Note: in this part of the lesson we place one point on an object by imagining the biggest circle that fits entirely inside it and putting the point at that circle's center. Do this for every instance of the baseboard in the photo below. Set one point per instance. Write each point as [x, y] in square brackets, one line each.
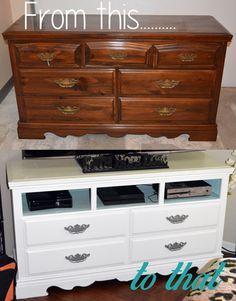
[231, 246]
[6, 89]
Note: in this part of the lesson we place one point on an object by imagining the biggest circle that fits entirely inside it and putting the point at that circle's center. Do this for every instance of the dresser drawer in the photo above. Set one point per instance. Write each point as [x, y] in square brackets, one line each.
[157, 248]
[118, 54]
[167, 83]
[165, 110]
[174, 218]
[75, 228]
[78, 257]
[41, 109]
[48, 55]
[86, 82]
[187, 55]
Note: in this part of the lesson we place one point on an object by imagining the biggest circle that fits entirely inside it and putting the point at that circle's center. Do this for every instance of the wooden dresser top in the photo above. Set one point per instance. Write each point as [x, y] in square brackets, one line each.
[149, 26]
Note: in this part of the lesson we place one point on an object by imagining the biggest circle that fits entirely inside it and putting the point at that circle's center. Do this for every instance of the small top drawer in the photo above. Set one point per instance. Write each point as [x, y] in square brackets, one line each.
[187, 55]
[118, 54]
[175, 218]
[48, 55]
[75, 228]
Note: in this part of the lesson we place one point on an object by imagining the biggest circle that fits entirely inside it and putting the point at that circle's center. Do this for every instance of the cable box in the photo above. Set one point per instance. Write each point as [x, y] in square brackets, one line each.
[120, 195]
[49, 199]
[187, 189]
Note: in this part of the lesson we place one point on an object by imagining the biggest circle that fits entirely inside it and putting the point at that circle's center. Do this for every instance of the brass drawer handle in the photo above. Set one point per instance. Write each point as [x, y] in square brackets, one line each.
[119, 56]
[66, 82]
[177, 219]
[175, 246]
[77, 229]
[46, 57]
[167, 83]
[77, 258]
[165, 111]
[68, 110]
[187, 57]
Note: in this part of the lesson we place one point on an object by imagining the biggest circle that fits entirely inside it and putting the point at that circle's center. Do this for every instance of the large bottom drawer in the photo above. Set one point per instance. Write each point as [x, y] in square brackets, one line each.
[188, 244]
[77, 257]
[46, 109]
[161, 110]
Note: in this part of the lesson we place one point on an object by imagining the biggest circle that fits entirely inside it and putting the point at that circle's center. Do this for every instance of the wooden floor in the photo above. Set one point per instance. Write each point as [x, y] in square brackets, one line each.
[117, 291]
[114, 291]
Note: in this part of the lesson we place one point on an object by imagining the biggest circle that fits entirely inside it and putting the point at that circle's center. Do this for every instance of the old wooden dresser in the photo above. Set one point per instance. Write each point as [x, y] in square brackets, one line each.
[161, 79]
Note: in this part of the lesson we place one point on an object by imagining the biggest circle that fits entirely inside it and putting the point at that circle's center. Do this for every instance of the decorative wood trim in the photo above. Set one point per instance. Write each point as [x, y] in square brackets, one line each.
[6, 89]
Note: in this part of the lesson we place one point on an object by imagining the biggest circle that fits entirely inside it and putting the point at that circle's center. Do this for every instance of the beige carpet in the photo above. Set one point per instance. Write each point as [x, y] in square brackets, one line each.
[226, 136]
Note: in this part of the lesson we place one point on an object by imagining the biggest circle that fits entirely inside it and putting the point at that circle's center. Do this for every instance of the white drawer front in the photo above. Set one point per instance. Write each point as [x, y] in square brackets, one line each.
[175, 217]
[76, 227]
[155, 248]
[77, 257]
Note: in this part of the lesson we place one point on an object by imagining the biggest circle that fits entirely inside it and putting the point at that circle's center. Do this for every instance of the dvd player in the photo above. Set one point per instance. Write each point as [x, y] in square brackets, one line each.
[49, 200]
[120, 195]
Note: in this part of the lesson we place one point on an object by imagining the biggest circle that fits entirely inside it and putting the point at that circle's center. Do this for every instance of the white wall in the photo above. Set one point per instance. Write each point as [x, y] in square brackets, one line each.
[224, 11]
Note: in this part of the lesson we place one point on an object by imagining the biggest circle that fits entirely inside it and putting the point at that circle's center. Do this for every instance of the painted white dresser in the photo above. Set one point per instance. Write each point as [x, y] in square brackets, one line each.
[68, 247]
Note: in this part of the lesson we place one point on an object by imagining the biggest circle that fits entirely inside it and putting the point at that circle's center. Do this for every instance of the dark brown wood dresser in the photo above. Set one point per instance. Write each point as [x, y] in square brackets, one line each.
[162, 79]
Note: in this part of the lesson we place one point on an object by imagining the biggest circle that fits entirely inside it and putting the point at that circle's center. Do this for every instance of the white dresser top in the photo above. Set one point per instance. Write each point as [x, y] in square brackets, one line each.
[25, 172]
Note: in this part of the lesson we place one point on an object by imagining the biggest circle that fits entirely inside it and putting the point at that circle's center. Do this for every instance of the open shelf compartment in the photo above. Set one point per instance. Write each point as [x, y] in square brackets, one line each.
[81, 201]
[214, 194]
[150, 196]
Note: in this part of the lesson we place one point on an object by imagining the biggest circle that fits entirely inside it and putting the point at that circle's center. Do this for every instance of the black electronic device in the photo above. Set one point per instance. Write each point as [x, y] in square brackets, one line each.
[121, 161]
[187, 189]
[49, 200]
[120, 195]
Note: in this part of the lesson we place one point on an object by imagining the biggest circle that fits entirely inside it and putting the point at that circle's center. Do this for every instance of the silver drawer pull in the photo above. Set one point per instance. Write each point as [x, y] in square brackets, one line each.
[177, 219]
[77, 258]
[77, 229]
[175, 246]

+ + +

Copy the material shown above in full and exactly. Skip the pictures.

Note: in this part of the lesson we place one point on an object by imagining the biggest circle that fits entirely inside it and putting the point at that circle's center. Do this for every instance of the baseboard in the photo below. Set one point per instance. Write each point as [x, y] in square brackets, one line each.
[231, 246]
[6, 89]
Note: in this part of the lesson we place one point on an object by imagining the biggest circle that fits entirely inside it and putting the point at that circle's center. Do this for every instance of the dresser drawer in the photo above. Set one point per instance. Write each point as [x, y] in square brackets, one line each.
[157, 248]
[118, 54]
[167, 83]
[165, 110]
[174, 218]
[75, 228]
[78, 257]
[41, 109]
[48, 55]
[86, 82]
[187, 55]
Note: in this part of the lesson we place one point on an object by imagining the biggest circle that fits entirely inside it and putting the point at that circle's center. Do this for every instance of the wooden dresser top in the photo above. Set one point per instance. Write each point as [x, y] in square brackets, one line each.
[149, 26]
Note: in this part of the lesson we place one point on an object by imagining the biggest circle that fits entirely inside it and putting the point at that circle's center. Do this for every instance of the small top drawer in the photo above. Set one point per instance. Write each point as [x, y] in square brackets, one line each.
[187, 55]
[118, 54]
[175, 218]
[48, 55]
[75, 228]
Note: in this part of the lesson we place one point on an object by imagining the biggest circle that fits entirely inside it and putting the point at that circle's center. Do this for every instance of the cable box in the photo above. Set one point per instance. Write each point as [x, y] in square brackets, one line each.
[120, 195]
[49, 199]
[187, 189]
Note: in this part of the lesson we place one point on an object by imagining the biggest circle that fits entirely inside it and putting the point at that circle's center. Do this for every instance of the brass drawer handle in the photo above. Set one point per instance. Write each point as [x, y] in square brackets, one line each.
[119, 56]
[66, 82]
[177, 219]
[175, 246]
[77, 229]
[46, 57]
[167, 83]
[77, 258]
[165, 111]
[68, 110]
[187, 57]
Note: in this part of the lesson we place one point on an object by imagining the biggest circle that fits entirely inside it and putting the point at that circle's center. Do this for every instance of the large bottom drawer in the photo above. Set one point per instance. Write each point as [x, y] in square brackets, one line each.
[188, 244]
[77, 257]
[46, 109]
[161, 110]
Note: in this part of the lesson we place one point on an object by imagining the biggest circle that fits entirely inside it and putting the point at that circle's center. Do this for every instance of the wooden floor in the photo above. Set one point per instance. Write each point as [x, y] in square brackets, one line each.
[117, 291]
[114, 291]
Note: in this part of the lesson we place one point on an object by imagining the biggest circle that fits entirely inside it and putting the point at that circle's center. Do this for every instance of the old wooden dresser in the photo above. Set one point per instance. Write each point as [x, y] in square brackets, one line each.
[161, 79]
Note: in this part of the lesson we place one point on an object by imagining the biggest circle that fits entirely inside it and putting the point at that circle's center. Do this for every instance of the decorative wood trim in the photo above. Set one point per instance. Write each point as [x, y] in square brackets, one line each.
[6, 89]
Note: in this part of the lesson we place one point on an object by imagining the biggest circle that fits entirely inside it and putting the point at that circle's center. Do this for every instance of the beige carpet in the photo above. Set one point per instance. Write each point as [x, y] in square brackets, one line each.
[226, 136]
Note: in this part of the lesson we place one point on an object by imagining the biggest circle that fits entirely inside it and putting the point at that circle's center. Do this for every instance of the white drawer front in the photo above. Set one point per instance. Write each point as [x, y] in square brackets, one line each.
[175, 217]
[76, 227]
[155, 248]
[77, 257]
Note: in this part of the lesson we place one point on an object by imagining the biggest circle that fits entirely inside it and putting the point at that circle's center. Do this for every instance of the dvd player in the photo above. Set one point per instance. Write each point as [x, y] in square brackets, one line each.
[49, 200]
[120, 195]
Note: in this part of the lesson we place one point on an object by imagining the biggest circle that fits entirely inside it and putting the point at that circle's center. Do this for every instance of the white wall in the photo above. Set one point per instance. Write each point as [x, y] in square brackets, one line each.
[224, 11]
Note: in this part of the lesson we place one point on an object by imagining the biggest circle that fits entirely inside it and putting the point at that circle's center. Do this for every instance of the painted white dresser in the photo above. Set one point per instance. Write each point as [x, y] in square brackets, one line each.
[68, 247]
Note: in this part of the lesson we place one point on an object by imagining the biggest circle that fits entirely inside it and putting the point at that circle's center. Do this for every instance of the dark brown wood dresser in the photo above. Set one point per instance. Write each point as [x, y] in square brackets, one line each.
[162, 79]
Note: in this part of the lesson we place one point on an object by imagining the biggest circle that fits entirely inside it and putting the point at that circle's center. Do this for every instance of the white dresser top in the photo above. Set one point per instance. Write each point as [x, y] in square brackets, one line each.
[25, 172]
Note: in this part of the lesson we place one point on an object by imagining the biggest circle that fits entirely inside it and putting the point at that circle's center. Do this for every instance of the open shelf compartment in the photo above. Set one point per instance. Write each point as [x, y] in square brackets, one line each.
[81, 201]
[214, 194]
[150, 196]
Note: in this part of the lesson we place one point on an object by imagining the biggest circle that fits entirely inside it and putting the point at that circle's center. Do this for every instance of the black electronic device in the photo above. Set one point per instance. Write each point as [x, y] in square brackets, one line each.
[121, 161]
[187, 189]
[49, 200]
[120, 195]
Note: in this part of the lesson we place one point on an object by imagining the biggest circle that fits entirely inside it and putting the point at that circle's center. Do this for every instance of the silver drawer pull in the photo above. Set one point per instance. Write each point as [x, y] in square brackets, one line each.
[177, 219]
[77, 258]
[77, 229]
[175, 246]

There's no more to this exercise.